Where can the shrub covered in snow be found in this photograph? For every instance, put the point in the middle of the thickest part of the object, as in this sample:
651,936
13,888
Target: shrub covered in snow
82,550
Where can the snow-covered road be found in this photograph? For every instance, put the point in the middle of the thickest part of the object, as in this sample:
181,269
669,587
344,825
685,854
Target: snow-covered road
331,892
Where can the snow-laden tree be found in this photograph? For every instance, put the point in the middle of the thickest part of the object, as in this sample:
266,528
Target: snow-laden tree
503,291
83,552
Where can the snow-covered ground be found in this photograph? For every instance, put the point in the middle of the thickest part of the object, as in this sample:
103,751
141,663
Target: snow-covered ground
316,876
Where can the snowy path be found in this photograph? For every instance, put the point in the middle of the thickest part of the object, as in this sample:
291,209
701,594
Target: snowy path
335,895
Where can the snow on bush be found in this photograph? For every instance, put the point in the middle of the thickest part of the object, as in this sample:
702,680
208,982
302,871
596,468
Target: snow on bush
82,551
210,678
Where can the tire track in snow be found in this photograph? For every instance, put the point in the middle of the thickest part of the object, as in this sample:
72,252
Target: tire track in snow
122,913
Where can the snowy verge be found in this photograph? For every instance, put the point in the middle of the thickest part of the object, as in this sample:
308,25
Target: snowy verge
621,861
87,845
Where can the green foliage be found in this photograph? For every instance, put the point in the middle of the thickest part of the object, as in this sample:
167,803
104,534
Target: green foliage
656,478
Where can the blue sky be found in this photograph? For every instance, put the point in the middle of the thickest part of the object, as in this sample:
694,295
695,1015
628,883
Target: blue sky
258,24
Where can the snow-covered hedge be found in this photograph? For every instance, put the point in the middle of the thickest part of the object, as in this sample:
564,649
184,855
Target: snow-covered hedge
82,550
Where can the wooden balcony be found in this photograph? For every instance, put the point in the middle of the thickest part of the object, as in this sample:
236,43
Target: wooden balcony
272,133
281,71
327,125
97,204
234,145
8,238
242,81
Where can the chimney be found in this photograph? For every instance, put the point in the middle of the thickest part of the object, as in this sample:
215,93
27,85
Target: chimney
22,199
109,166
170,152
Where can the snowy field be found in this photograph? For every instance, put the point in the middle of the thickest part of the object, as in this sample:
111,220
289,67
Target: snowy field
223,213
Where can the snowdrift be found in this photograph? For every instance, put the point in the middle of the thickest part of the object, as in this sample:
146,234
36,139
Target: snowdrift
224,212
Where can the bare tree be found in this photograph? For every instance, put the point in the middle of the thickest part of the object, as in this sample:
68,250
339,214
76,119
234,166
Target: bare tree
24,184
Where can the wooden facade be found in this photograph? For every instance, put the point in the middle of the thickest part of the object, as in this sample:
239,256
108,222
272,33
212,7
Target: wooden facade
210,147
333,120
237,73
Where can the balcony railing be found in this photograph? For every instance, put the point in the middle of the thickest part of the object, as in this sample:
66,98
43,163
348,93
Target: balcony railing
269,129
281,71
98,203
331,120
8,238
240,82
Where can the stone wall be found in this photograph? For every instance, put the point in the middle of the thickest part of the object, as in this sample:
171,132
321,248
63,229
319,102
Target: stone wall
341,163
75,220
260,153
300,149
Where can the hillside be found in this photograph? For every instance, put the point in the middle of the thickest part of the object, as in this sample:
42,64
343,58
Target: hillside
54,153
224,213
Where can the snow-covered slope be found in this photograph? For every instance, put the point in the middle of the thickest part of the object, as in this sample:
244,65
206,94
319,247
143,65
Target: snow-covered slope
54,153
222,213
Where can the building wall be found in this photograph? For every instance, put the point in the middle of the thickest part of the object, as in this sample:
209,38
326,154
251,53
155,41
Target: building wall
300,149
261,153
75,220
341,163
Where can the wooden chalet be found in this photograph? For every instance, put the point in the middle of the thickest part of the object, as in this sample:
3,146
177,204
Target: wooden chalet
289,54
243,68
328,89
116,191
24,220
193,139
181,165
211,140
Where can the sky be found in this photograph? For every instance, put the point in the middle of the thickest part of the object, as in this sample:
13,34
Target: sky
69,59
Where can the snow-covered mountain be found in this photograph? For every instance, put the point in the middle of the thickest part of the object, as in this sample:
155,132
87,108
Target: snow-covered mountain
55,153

##############################

→ REQUIRED WORK
In the listing above, find the line with "Where can the wooden chalet" and set down that line and all after it exactly, through the final line.

→ RESULT
Where can the wooden chalet be found in this photograph? For every instance, put the point in the middle of the thickest part of the object, as in this sample:
3,146
177,204
Target: wooden chalet
289,54
243,68
328,89
116,191
24,220
193,139
181,165
211,140
Where can the sky be found in this photograph? For every instance, put the point in the middle of the thickest part of the object, as in this sample:
13,34
Target: sky
69,59
Where can the snow-covered mountain be found in this photograph? For every instance, put the point in the middle of the thickest part of the object, as in this sample:
155,132
87,108
Target: snow-covered mountain
55,153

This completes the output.